BEGIN RAW RECORDS
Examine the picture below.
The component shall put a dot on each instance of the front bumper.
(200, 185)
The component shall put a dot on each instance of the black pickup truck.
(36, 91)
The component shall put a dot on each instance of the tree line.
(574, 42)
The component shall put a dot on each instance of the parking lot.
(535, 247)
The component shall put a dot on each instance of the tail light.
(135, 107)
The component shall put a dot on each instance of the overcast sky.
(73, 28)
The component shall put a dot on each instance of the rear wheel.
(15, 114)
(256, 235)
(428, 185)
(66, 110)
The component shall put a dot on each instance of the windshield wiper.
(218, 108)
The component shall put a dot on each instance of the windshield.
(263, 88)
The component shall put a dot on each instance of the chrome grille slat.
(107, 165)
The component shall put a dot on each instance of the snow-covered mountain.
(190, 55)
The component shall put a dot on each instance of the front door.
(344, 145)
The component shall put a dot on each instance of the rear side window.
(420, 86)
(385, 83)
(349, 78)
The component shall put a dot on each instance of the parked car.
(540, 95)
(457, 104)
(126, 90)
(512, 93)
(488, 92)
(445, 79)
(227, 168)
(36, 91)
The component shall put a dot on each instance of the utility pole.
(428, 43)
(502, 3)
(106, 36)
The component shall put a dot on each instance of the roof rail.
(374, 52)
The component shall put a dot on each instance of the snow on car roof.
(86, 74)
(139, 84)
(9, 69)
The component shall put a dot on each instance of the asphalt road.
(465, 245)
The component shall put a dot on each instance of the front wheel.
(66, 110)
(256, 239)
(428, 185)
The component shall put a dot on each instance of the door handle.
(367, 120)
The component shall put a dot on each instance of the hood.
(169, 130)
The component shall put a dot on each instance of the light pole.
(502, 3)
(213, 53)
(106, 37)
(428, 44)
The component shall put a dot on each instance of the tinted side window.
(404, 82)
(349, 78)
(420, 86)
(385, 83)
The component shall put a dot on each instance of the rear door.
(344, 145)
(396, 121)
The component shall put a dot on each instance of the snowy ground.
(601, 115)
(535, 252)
END RAW RECORDS
◆ **PROBLEM DETAILS**
Rewrite the records from the line holding "chrome grille slat." through the end of the records, both ends included, putting "place a point on" in place of "put a dot on" and leaving everything else unchanged.

◆ **FINISHED EXERCISE**
The component shall place a point on each instance of the chrome grille slat.
(107, 165)
The component shall place a point on each instance of the snow-covered mountain.
(190, 55)
The component shall place a point on each instance of the front door.
(344, 145)
The component shall place a point on each instance of the rear side window.
(420, 86)
(385, 83)
(349, 78)
The component shall place a point on each instance of the parked car.
(540, 95)
(457, 104)
(126, 90)
(512, 93)
(488, 92)
(445, 79)
(227, 168)
(36, 91)
The component shall place a point on each instance of the utility pole.
(428, 43)
(502, 3)
(106, 36)
The component shall place a point on each instance of the roof rail.
(374, 52)
The component shall place a point on each instance of the snow on car roof.
(86, 74)
(139, 84)
(9, 69)
The component shall place a point on each instance of the asphalt road.
(465, 245)
The component shall place a point on each instance of the front wheel.
(66, 110)
(256, 239)
(428, 185)
The component shall place a point on each instance of the door handle.
(367, 120)
The component shall place a point on each instance of the hood.
(169, 130)
The component shall place a point on each instance of the light pole.
(502, 3)
(213, 53)
(106, 37)
(428, 44)
The component shall place a point on each instance of the tinted side window.
(404, 82)
(349, 78)
(420, 86)
(385, 83)
The component shall place a point on each instance of the rear door.
(344, 145)
(396, 121)
The component shall place a point on each instance of the snowy ground.
(601, 115)
(535, 252)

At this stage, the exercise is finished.